[Dataset records]
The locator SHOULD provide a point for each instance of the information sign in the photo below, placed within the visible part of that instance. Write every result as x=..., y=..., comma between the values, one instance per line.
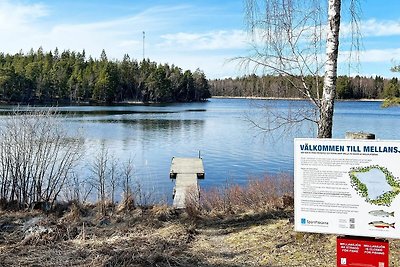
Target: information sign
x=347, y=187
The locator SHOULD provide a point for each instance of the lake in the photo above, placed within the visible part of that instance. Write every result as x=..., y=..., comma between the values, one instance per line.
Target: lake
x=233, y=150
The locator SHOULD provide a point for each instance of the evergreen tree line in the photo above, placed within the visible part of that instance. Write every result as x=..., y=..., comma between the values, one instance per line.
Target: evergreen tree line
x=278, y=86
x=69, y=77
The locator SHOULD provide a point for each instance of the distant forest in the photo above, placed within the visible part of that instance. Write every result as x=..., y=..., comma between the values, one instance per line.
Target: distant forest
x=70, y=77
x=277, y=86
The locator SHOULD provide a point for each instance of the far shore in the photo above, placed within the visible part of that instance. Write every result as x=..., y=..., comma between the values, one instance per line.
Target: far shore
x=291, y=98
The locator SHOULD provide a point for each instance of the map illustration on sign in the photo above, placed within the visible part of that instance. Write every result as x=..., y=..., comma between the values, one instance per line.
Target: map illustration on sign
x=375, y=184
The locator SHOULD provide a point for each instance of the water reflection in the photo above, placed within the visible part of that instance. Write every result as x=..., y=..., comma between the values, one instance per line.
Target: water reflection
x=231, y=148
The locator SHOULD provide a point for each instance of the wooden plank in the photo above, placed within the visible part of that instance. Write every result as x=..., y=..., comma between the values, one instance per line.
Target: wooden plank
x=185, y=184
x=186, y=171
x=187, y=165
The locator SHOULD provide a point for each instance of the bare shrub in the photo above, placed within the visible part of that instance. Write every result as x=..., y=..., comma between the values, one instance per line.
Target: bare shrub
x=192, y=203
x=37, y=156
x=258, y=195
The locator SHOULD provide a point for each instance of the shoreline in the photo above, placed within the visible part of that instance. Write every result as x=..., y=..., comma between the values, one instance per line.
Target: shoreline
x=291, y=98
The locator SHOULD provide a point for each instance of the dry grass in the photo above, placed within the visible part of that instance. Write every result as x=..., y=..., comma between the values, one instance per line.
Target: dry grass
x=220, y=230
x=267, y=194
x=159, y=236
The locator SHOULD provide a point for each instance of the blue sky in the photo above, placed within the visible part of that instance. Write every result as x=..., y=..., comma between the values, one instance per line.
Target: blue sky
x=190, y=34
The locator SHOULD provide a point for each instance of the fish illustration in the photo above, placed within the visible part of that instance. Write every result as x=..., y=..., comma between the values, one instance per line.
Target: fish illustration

* [What the task requires]:
Take the lines from the one containing "of the wooden" through the one containing "x=187, y=165", both ends included, and change "wooden plank" to "wooden board". Write out only those lines, with everything else left as it is.

* [Task answer]:
The locator SHOULD provide a point for each instance of the wooden board in the photo above, placed within the visible part of that instance. Write every result as x=..., y=..., comma between the values, one instance per line.
Target: wooden board
x=185, y=184
x=186, y=171
x=187, y=165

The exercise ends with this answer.